- Problem requirements
Here is the listing. Print it exactly.

--- Material provided ---

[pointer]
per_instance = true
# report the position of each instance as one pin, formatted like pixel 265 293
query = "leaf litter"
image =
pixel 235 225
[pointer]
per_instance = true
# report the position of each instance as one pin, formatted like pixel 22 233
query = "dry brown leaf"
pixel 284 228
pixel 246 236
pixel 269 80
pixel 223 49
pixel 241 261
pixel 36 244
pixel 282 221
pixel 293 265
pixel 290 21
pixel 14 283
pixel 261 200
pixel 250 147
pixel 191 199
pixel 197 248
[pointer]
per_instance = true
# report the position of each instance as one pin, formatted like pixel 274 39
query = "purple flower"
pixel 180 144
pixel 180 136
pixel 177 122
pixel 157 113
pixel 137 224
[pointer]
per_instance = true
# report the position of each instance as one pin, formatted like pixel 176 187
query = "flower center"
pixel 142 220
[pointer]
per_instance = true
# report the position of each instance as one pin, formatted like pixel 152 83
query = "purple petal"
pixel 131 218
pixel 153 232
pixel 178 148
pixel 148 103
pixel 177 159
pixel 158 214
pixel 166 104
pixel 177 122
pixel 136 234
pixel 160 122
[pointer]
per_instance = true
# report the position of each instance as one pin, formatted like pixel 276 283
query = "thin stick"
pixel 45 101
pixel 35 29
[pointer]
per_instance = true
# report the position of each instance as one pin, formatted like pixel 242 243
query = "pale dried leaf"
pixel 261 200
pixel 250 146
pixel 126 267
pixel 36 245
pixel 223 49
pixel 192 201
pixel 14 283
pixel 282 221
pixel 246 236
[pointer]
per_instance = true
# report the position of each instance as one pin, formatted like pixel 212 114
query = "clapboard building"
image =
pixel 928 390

---

- Solution to this problem
[pointer]
per_instance = true
# report the position of each instance as one pin, formatted like pixel 265 293
query = "leaf litter"
image =
pixel 235 225
[pointer]
per_instance = true
# report the position of each instance as one pin, formatted like pixel 22 233
query = "dry brown leaf"
pixel 284 228
pixel 246 236
pixel 269 80
pixel 223 49
pixel 241 261
pixel 36 244
pixel 282 221
pixel 293 265
pixel 290 21
pixel 14 283
pixel 261 200
pixel 250 147
pixel 191 199
pixel 197 248
[pointer]
per_instance = true
# report the position of each instance as one pin, formatted like pixel 274 39
query = "purple flower"
pixel 180 144
pixel 180 136
pixel 177 122
pixel 157 113
pixel 137 224
[pointer]
per_instance = true
# report the position of each instance as one pin, formatted like pixel 176 187
query = "flower center"
pixel 142 220
[pointer]
per_instance = true
# report the position of each instance as one pin, formatted like pixel 152 83
query = "purple petal"
pixel 131 218
pixel 153 232
pixel 178 148
pixel 148 103
pixel 177 159
pixel 158 214
pixel 166 104
pixel 177 122
pixel 136 234
pixel 160 122
[pointer]
per_instance = true
# report the position of each instance as one pin, formatted like pixel 276 283
query = "thin stick"
pixel 45 101
pixel 35 29
[pointer]
per_instance = true
# report the position of each instance as one pin, formatted like pixel 242 243
query = "pale dried leaf"
pixel 261 200
pixel 250 146
pixel 126 267
pixel 36 245
pixel 223 49
pixel 192 201
pixel 14 283
pixel 282 221
pixel 246 236
[pointer]
per_instance = true
# report the position of each instance as one pin, formatted like pixel 212 114
query = "clapboard building"
image =
pixel 928 390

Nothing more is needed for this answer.